**CONSIGNE**
Recopiez fidèlement, dans le compte rendu de concert ci-dessous, le passage qui s'ouvre sur les mots « Le quatuor à » et se referme sur « en fut subjugué. ».

Claude Costa, cheffe d’attaque des seconds violons de l’orchestre tenait la partie délicate du premier violon, son comparse Quentin Reymond le second. Antoine Berlioz, deuxième alto de la même phalange phocéenne, et Xavier Chatillon, premier violoncelle solo, complétaient le dispositif. Ce dernier aura, au surplus, brillamment assuré la présentation du concert et du compositeur. Même s’ils ne jouent que très rarement ensemble en pareil équipage, les musiciens donnaient, par leur complicité et leur aisance sonore l’impression qu’il s’agissait d’un quatuor blanchi sous le harnais.
Le quatuor à cordes n° 8 en ut mineur, op. 110, est sans nul doute à la fois le meilleur des quinze que composa Chostakovitch, le plus joué et, à notre humble avis, l’un des plus beaux qui ait jamais été écrits. Il n’en est pas moins difficile à interpréter. Un thème très simple revient ostinato, qui frappe encore plus fort que le destin chez Beethoven ou Mahler. La violence de l’écriture est à peine contenue dans cet opus écrit en 1961, la tension y est constante et cela sonna si bien ce samedi que l’on en fut subjugué.

(Entrées de données enregistrées)
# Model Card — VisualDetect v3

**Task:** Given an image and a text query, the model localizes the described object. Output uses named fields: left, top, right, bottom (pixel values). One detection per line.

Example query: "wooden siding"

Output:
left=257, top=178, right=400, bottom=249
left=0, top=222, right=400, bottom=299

--

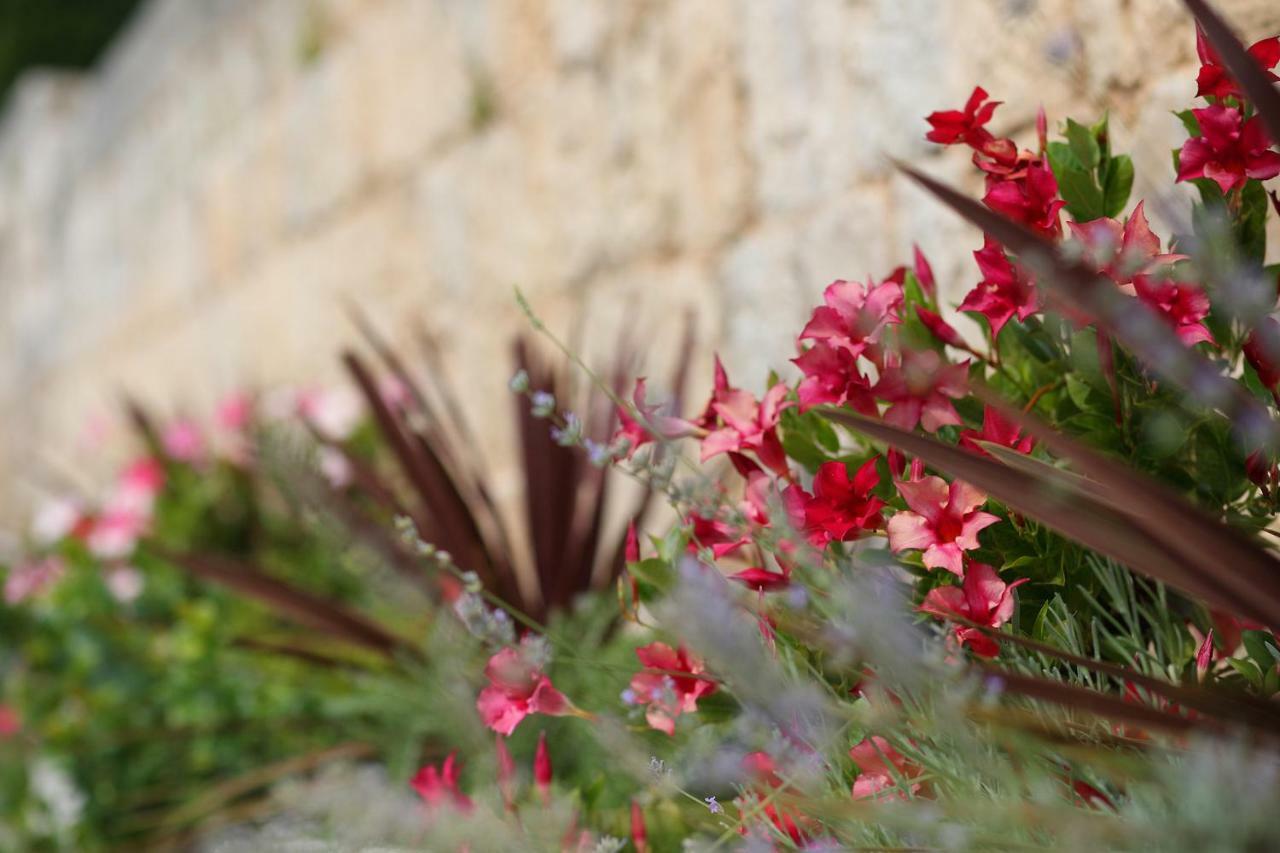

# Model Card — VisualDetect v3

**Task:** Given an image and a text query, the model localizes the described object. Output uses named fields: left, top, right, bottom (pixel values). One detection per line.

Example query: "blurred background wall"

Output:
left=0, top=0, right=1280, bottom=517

==

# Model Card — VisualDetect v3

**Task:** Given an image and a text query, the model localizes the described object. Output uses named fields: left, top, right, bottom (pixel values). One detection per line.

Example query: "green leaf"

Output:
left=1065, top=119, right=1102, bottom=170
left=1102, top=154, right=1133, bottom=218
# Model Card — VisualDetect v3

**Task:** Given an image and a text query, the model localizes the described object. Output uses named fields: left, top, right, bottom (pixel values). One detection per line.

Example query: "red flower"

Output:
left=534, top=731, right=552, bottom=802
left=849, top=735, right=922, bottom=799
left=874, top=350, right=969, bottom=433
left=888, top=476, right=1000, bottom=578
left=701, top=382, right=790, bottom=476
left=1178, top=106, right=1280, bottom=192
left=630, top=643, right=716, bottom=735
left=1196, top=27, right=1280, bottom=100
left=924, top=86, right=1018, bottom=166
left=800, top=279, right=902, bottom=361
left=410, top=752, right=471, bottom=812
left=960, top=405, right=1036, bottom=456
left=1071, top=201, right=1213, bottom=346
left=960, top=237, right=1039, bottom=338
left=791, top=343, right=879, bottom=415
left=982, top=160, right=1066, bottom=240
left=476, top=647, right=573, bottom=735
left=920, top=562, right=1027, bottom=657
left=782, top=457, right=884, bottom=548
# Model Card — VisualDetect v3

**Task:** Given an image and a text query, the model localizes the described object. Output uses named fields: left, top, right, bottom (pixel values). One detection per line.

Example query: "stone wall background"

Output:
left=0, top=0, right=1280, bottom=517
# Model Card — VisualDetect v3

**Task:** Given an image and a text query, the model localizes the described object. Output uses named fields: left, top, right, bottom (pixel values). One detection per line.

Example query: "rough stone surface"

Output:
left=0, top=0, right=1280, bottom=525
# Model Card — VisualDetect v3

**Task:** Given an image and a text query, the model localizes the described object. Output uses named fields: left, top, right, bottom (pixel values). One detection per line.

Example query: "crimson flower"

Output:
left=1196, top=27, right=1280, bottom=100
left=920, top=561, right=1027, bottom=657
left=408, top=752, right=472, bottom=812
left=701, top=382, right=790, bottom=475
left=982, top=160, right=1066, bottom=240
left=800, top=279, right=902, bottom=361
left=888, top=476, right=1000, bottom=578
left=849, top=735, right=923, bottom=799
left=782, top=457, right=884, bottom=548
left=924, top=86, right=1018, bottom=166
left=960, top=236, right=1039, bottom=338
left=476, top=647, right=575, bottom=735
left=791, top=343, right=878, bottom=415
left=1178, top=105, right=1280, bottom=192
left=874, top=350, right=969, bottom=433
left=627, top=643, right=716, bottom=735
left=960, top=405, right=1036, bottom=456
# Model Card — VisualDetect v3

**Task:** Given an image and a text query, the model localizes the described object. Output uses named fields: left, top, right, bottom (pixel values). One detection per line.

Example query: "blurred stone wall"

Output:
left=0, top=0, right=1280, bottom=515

**ZONE DE RÉPONSE**
Le quatuor à cordes n° 8 en ut mineur, op. 110, est sans nul doute à la fois le meilleur des quinze que composa Chostakovitch, le plus joué et, à notre humble avis, l’un des plus beaux qui ait jamais été écrits. Il n’en est pas moins difficile à interpréter. Un thème très simple revient ostinato, qui frappe encore plus fort que le destin chez Beethoven ou Mahler. La violence de l’écriture est à peine contenue dans cet opus écrit en 1961, la tension y est constante et cela sonna si bien ce samedi que l’on en fut subjugué.